Work required: Which lines in the rows below contain the string "lapel", matching case exactly? Pull out each of those lines and copy it in full.

Data provided:
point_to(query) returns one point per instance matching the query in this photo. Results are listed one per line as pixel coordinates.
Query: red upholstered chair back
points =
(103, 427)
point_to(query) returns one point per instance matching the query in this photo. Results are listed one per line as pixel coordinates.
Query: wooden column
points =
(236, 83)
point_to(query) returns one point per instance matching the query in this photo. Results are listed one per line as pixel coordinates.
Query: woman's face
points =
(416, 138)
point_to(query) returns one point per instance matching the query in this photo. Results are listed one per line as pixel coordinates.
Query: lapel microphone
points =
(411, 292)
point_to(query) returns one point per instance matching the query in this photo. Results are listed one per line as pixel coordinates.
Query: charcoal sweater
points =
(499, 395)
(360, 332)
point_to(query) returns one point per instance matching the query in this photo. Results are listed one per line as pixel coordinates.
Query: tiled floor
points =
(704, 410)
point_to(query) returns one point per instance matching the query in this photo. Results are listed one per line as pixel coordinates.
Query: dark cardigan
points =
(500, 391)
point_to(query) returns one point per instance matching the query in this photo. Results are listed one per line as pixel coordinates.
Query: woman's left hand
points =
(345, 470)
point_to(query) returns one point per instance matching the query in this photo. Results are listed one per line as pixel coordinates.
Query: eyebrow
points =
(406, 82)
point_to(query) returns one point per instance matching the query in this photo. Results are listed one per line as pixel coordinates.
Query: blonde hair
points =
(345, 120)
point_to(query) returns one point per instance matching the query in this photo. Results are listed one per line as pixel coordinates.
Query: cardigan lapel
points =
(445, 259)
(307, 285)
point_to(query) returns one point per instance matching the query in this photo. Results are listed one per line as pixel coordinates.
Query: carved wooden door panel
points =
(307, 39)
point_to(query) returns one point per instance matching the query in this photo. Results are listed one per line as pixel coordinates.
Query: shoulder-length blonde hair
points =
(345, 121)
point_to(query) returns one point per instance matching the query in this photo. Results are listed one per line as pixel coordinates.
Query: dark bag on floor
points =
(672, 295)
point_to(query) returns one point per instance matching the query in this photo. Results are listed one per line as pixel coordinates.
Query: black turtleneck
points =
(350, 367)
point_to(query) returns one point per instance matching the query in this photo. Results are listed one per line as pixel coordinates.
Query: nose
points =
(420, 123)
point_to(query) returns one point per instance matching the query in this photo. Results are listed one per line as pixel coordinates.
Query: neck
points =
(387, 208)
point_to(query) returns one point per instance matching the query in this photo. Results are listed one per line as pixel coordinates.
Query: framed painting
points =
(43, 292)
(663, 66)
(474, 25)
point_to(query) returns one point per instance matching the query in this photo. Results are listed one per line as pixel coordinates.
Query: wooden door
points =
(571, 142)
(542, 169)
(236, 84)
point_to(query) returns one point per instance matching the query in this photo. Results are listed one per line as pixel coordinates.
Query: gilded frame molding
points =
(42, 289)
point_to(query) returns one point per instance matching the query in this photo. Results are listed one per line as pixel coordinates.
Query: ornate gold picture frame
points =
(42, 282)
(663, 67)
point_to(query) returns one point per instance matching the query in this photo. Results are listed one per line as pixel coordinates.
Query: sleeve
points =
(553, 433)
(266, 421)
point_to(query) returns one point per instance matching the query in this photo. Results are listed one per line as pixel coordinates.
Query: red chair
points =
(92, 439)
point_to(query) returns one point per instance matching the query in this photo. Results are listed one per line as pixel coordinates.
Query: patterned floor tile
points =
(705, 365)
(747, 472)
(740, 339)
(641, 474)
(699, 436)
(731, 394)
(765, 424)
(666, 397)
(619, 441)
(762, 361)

Answer to the problem:
Query: lapel microphone
Query: cardigan lapel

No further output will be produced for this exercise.